▶ [Short problem 1]
Return every row of the pointing dataset below without changing a single character.

▶ [Page extract]
◆ ◆ ◆ ◆ ◆
On Christmas Eve 1944, heavy snow blanketed the Hürtgen Forest in Germany, near the Belgian border. Inside a tiny cabin deep in the woods, 12-year-old Fritz Vincken and his mother, Elisabeth, listened to warplanes and artillery shells as the Battle of the Bulge neared its climax.
As they tried to make the most of an inauspicious holiday, they couldn’t anticipate that a true Christmas miracle would soon come to their modest home.
Months earlier, the mother and son had moved to the isolated cottage when their home in nearby Aachen had been destroyed by Allied bombing. For Fritz, who first recounted his story in a 1973 article for Reader’s Digest, the remote cabin offered a reprieve from the death and destruction of World War II.
They were alone because Fritz’s father, Hubert, who baked bread for the German army, had recently been called into service as Allied armies pressed closer to Germany. Fritz and Elisabeth held little hope that Hubert would be able join them for Christmas Eve dinner.
Less than two weeks earlier, the tranquility of the Hürtgen Forest had been shattered when Field Marshall Gerd von Rundstedt unleashed 30 divisions hidden in the nearby Ardennes Forest of Belgium for the last major German offensive of World War II. Vicious fighting erupted across the Western Front, including around the Vincken cabin, as Allied armies desperately tried to repel the surprise attack amid blizzard conditions.
As mother and son prepared Christmas Eve dinner, they were startled by a knock on the door. The closest neighbors were miles away. With Fritz by her side, Elisabeth opened the door and saw three young soldiers, all armed. Two were standing; the third lay in the snow with grievous wounds. The men spoke a language unknown to the Vinckens. Fritz realized they were Americans.
“I was almost paralyzed with fear, for though I was a child, I knew that harsh law of war: Anyone giving aid and comfort to the enemy would be shot,” Fritz later remembered.
Elisabeth also knew the penalty for harboring Americans. But the soldier bleeding in the snow was young enough to be her son. She motioned for all three to enter the tiny cabin. Fritz and his mother helped the severely injured man into a bed and tended to his wounds.
◆ ◆ ◆ ◆ ◆
Entries from a pointing dataset

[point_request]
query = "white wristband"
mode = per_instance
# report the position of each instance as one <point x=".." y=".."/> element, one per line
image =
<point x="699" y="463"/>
◆ ◆ ◆ ◆ ◆
▶ [Short problem 2]
Resume the account of the Vincken family's Christmas Eve in 1944, starting right after its last sentence.

▶ [Expected output 1]
[point_request]
query = "white wristband"
mode = per_instance
# report the position of each instance as one <point x=".." y=".."/> element, one per line
image =
<point x="699" y="463"/>

▶ [Expected output 2]
None of the Americans spoke German, but Elisabeth and one of the men communicated in French.Elisabeth, seeking to stretch their meager meal to accommodate the guests, told Fritz, “Go get Hermann.” Hermann was a rooster being fattened in case Hubert made it home for dinner. He was named for Hermann Göring, a Nazi leader for whom Elisabeth had little regard.
Suddenly, there was another knock on the door. Fritz opened it, expecting to see more Americans lost in the forest. Instead, he was alarmed to find four German soldiers. The young men had become separated from their unit and were looking for shelter from the cold.
Elisabeth went outside to speak with the new arrivals, telling them they were welcome to spend the night but had to leave their weapons outside. When the young Wehrmacht corporal started to object, Elisabeth looked at him sternly and said, “It is the Holy Night and there will be no shooting here.”
While the Germans placed their weapons next to the woodpile, Elisabeth went back into the cabin and returned with the Americans’ guns. When they were all gathered inside, the enemies stared at each other in stony silence, wondering how long this temporary truce would last.
Elisabeth took command of the scene, Fritz wrote in Reader’s Digest, and had the combatants mingle close together. She realized that a meal of Hermann wasn’t going to satisfy such a large group, so she told her son to get additional ingredients for the chicken soup she was preparing.
“Quick, get more potatoes and some oats,” he remembered her saying. “These boys are hungry, and a starving man is an angry one.”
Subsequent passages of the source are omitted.